- Supplied passage

☆ ☆ ☆ ☆

Async hazard: MMAP is blocking IO
Memory-mapped I/O can cause blocking I/O in asynchronous programming, leading to performance issues. Conventional I/O methods outperform it unless data is cached in memory, highlighting risks in concurrent applications.
Read original articleMemory mapping files for reading can simplify file access but introduces significant performance issues in asynchronous programming. Huon Wilson's experiments reveal that using memory-mapped I/O with async/await in Rust leads to blocking I/O, causing concurrent code to execute sequentially. This results in slower performance, underutilization of resources, and increased latency. Benchmarks conducted on an M1 MacBook Pro demonstrated that while memory-mapped I/O with async/await showed no concurrency improvement, conventional I/O methods performed significantly better. The underlying issue stems from how operating systems handle memory-mapped files, which can block threads during data loading from disk. This blocking behavior disrupts the cooperative scheduling of async tasks, preventing the executor from switching to other tasks. However, when data is already cached in memory, memory-mapped I/O can outperform conventional I/O due to reduced overhead. The findings suggest that while memory-mapped I/O offers a convenient API, it poses risks in concurrent environments, particularly when data is not readily available in memory.

☆ ☆ ☆ ☆

[Collected data]
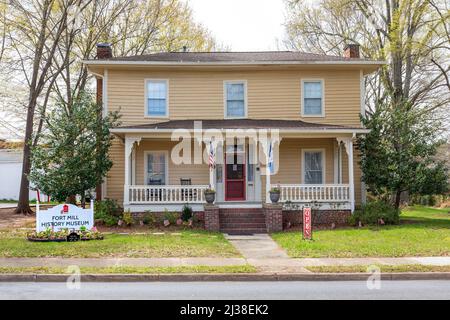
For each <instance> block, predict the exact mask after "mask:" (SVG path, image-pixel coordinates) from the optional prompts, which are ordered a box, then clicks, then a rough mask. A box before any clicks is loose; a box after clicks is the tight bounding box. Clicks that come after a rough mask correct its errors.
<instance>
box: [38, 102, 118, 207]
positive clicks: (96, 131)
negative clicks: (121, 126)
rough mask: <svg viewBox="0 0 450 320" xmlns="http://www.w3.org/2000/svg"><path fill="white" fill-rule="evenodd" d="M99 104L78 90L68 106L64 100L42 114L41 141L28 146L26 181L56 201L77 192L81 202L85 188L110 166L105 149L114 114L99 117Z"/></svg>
mask: <svg viewBox="0 0 450 320" xmlns="http://www.w3.org/2000/svg"><path fill="white" fill-rule="evenodd" d="M98 114H101V106H99V105H97V104H96V103H95V102H94V100H93V99H92V97H91V96H90V95H88V94H86V93H82V94H80V95H79V97H78V98H77V99H76V100H75V101H74V102H73V104H72V105H71V107H70V109H69V108H67V105H66V104H65V103H64V102H62V101H61V102H59V103H58V105H57V106H56V108H55V109H54V110H53V111H52V112H51V113H49V114H48V115H46V116H45V123H46V130H45V131H44V132H43V133H42V135H41V139H42V140H41V143H40V144H38V145H36V146H35V147H33V149H32V164H33V166H32V169H31V173H30V180H31V181H32V182H33V183H34V184H35V186H36V187H37V188H39V189H40V190H41V191H42V192H44V193H46V194H48V195H50V196H51V197H52V198H53V199H55V200H58V201H66V199H67V198H68V197H70V196H73V195H76V194H79V195H81V197H82V203H84V197H85V193H86V191H87V190H90V189H92V188H94V187H95V186H96V185H97V184H100V183H102V181H103V178H104V177H105V176H106V173H107V172H108V171H109V169H110V168H111V166H112V161H111V160H110V159H109V154H108V150H109V148H110V146H111V143H112V139H113V137H112V136H111V134H110V132H109V130H110V128H112V127H115V126H117V125H118V118H119V116H118V114H117V113H111V114H110V115H109V116H107V117H104V118H99V117H98Z"/></svg>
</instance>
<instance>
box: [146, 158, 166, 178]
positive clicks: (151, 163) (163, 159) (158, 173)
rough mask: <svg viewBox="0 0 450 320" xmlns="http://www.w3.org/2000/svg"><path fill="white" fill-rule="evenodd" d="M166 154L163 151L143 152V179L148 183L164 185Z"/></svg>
mask: <svg viewBox="0 0 450 320" xmlns="http://www.w3.org/2000/svg"><path fill="white" fill-rule="evenodd" d="M167 161H168V155H167V152H165V151H148V152H146V153H145V164H146V171H145V180H146V184H148V185H165V184H166V183H167V177H168V162H167Z"/></svg>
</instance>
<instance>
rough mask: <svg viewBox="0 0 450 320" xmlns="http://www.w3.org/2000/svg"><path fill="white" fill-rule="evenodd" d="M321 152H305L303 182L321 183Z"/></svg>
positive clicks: (322, 174) (322, 170) (321, 167)
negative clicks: (304, 176)
mask: <svg viewBox="0 0 450 320" xmlns="http://www.w3.org/2000/svg"><path fill="white" fill-rule="evenodd" d="M322 164H323V163H322V152H320V151H318V152H305V183H306V184H322V183H323V167H322Z"/></svg>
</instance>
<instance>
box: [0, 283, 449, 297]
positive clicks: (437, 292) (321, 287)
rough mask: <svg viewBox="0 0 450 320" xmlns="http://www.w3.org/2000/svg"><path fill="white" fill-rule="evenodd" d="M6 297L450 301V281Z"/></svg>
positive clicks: (263, 284) (127, 289) (38, 292)
mask: <svg viewBox="0 0 450 320" xmlns="http://www.w3.org/2000/svg"><path fill="white" fill-rule="evenodd" d="M0 299H64V300H66V299H201V300H203V299H224V300H227V299H243V300H247V299H251V300H258V299H263V300H264V299H277V300H279V299H352V300H357V299H445V300H449V299H450V281H442V280H441V281H439V280H433V281H425V280H421V281H382V282H381V288H380V289H372V290H369V289H368V288H367V285H366V282H365V281H331V282H329V281H325V282H319V281H311V282H308V281H301V282H300V281H296V282H146V283H142V282H135V283H93V282H91V283H88V282H86V283H81V284H80V288H79V289H68V288H67V286H66V283H27V282H23V283H20V282H17V283H11V282H2V283H0Z"/></svg>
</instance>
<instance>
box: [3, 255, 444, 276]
mask: <svg viewBox="0 0 450 320" xmlns="http://www.w3.org/2000/svg"><path fill="white" fill-rule="evenodd" d="M247 263H248V264H250V265H253V266H255V267H263V268H270V269H271V271H278V272H280V271H282V270H283V269H286V268H293V269H294V268H295V269H297V270H295V271H296V272H300V271H301V269H303V268H304V267H312V266H351V265H372V264H377V265H407V264H409V265H412V264H415V265H434V266H447V265H450V257H407V258H304V259H299V258H296V259H292V258H248V259H245V258H0V267H67V266H70V265H78V266H81V267H113V266H129V267H176V266H240V265H245V264H247Z"/></svg>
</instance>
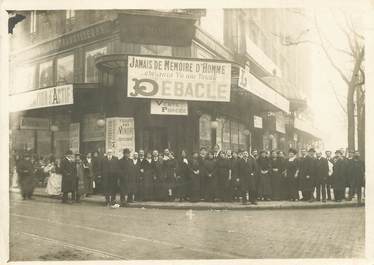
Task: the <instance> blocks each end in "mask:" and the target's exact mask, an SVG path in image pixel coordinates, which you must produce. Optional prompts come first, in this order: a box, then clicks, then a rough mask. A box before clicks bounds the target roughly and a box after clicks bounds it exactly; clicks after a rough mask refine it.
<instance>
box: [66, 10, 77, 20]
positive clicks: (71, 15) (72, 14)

☆ ☆ ☆ ☆

- What you will do
1. According to the summary on memory-mapped I/O, why does using memory-mapped files with async/await make concurrent code run sequentially? Answer in one to three sentences.
2. Please answer these from the summary on memory-mapped I/O:
(a) On what machine were the benchmarks run?
(b) In which programming language were the experiments done?
(c) Under what condition can memory-mapped I/O outperform conventional I/O?
3. Write the next part of the summary on memory-mapped I/O, picking up after its final sentence.
These records have no connection to the summary on memory-mapped I/O.

- List of answers
1. Operating systems can block a thread while a memory-mapped file's data is loaded from disk. That blocking disrupts the cooperative scheduling of async tasks, so the executor can't switch to other tasks in the meantime.

2.
(a) An M1 MacBook Pro.
(b) Rust.
(c) When the data is already cached in memory.

3.
- Memory-mapped I/O can lead to blocking I/O in async programming, causing performance issues.
- Benchmarks show that conventional I/O methods outperform memory-mapped I/O in async contexts.
- Blocking behavior occurs when data is not cached in memory, disrupting async task scheduling.
- Memory-mapped I/O can be faster than conventional I/O when data is already cached.
- Caution is advised when using memory-mapped files in concurrent applications.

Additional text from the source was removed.